* THE EXERCISE:
Render every line of the items below as a JSON list of strings, one string per line, skipping blank lines and leaving out the pictures.

Box annotations for photos
——————————
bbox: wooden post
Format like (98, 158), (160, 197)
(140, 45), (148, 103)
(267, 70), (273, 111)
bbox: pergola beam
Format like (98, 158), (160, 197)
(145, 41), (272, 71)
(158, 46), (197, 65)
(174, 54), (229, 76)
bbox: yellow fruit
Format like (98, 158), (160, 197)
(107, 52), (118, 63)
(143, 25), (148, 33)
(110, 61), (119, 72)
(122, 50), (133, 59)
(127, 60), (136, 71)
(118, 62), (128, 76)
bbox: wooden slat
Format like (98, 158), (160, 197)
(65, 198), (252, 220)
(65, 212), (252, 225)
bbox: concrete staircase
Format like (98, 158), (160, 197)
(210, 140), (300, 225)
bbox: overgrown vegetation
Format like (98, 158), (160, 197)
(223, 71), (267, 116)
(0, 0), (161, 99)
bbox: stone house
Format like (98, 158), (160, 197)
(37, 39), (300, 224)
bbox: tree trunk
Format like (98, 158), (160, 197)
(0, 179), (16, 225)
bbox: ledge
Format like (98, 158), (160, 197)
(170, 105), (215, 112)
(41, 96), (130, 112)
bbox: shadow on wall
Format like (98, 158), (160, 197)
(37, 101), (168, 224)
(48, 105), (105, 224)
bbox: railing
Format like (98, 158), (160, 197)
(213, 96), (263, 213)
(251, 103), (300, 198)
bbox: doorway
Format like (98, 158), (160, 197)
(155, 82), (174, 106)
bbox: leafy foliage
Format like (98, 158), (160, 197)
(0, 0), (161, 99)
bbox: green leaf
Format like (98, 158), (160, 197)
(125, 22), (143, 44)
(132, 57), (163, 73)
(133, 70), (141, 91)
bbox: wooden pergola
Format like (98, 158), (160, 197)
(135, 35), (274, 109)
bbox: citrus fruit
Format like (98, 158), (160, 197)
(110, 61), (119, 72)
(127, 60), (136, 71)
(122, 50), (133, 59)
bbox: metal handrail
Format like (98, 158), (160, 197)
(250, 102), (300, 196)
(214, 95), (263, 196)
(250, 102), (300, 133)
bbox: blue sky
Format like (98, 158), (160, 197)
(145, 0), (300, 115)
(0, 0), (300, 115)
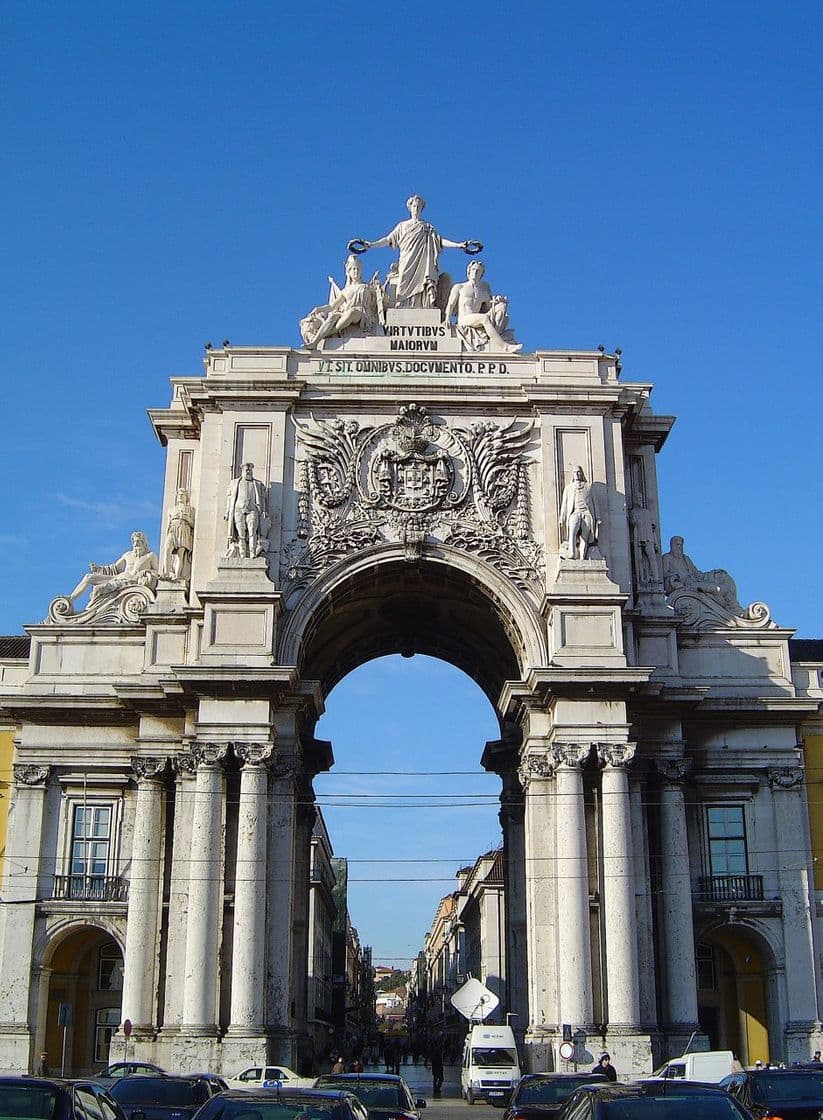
——————————
* SOLUTION TO THE PROBLEM:
[
  "bbox: wooden post",
  "Format like (98, 158), (160, 197)",
  "(140, 45), (148, 103)",
  "(267, 70), (273, 111)",
  "bbox: pergola beam",
  "Format like (98, 158), (160, 197)",
  "(145, 41), (272, 71)",
  "(158, 46), (197, 65)",
  "(174, 54), (229, 76)",
  "bbox: yellow fruit",
  "Format like (98, 158), (160, 197)",
  "(107, 52), (118, 63)",
  "(143, 25), (148, 33)",
  "(110, 61), (119, 72)",
  "(122, 50), (133, 59)",
  "(127, 60), (136, 71)",
  "(118, 62), (128, 76)",
  "bbox: wooden slat",
  "Format like (98, 158), (160, 197)",
  "(65, 198), (252, 220)",
  "(65, 212), (252, 225)",
  "bbox: concrete staircase",
  "Format like (98, 158), (160, 197)",
  "(210, 140), (300, 225)",
  "bbox: overgrown vegetation",
  "Format like (98, 158), (160, 197)",
  "(223, 71), (267, 116)",
  "(0, 0), (161, 99)",
  "bbox: stone house",
  "Format like (98, 158), (160, 197)",
  "(37, 39), (300, 224)",
  "bbox: tree trunk",
  "Format like (98, 158), (160, 197)",
  "(0, 179), (16, 225)",
  "bbox: ledge",
  "Format like (98, 158), (160, 197)",
  "(170, 105), (215, 112)",
  "(41, 96), (130, 112)",
  "bbox: shadow on wall",
  "Format like (98, 158), (160, 197)",
  "(37, 101), (168, 224)",
  "(48, 105), (105, 224)",
  "bbox: railing",
  "Format like (98, 158), (160, 197)",
  "(213, 96), (263, 213)",
  "(251, 103), (300, 198)",
  "bbox: doorway",
  "Format like (98, 158), (160, 197)",
  "(155, 82), (174, 106)",
  "bbox: leafy foliage",
  "Format like (98, 158), (160, 197)",
  "(0, 0), (161, 99)",
  "bbox: green leaf",
  "Format like (98, 158), (160, 197)",
  "(125, 22), (143, 44)",
  "(132, 57), (163, 73)",
  "(133, 70), (141, 91)",
  "bbox: wooden pergola",
  "Format like (98, 158), (160, 197)",
  "(135, 35), (274, 109)",
  "bbox: citrus fruit",
  "Format like (98, 158), (160, 197)",
  "(110, 61), (119, 72)",
  "(127, 60), (136, 71)",
  "(122, 50), (133, 59)",
  "bbox: metal handrail",
  "Format like (98, 158), (160, 197)",
  "(250, 102), (300, 196)",
  "(214, 95), (263, 196)",
  "(250, 102), (300, 133)",
  "bbox: blue sky",
  "Format like (98, 158), (160, 197)",
  "(145, 0), (300, 115)",
  "(0, 0), (300, 115)"
]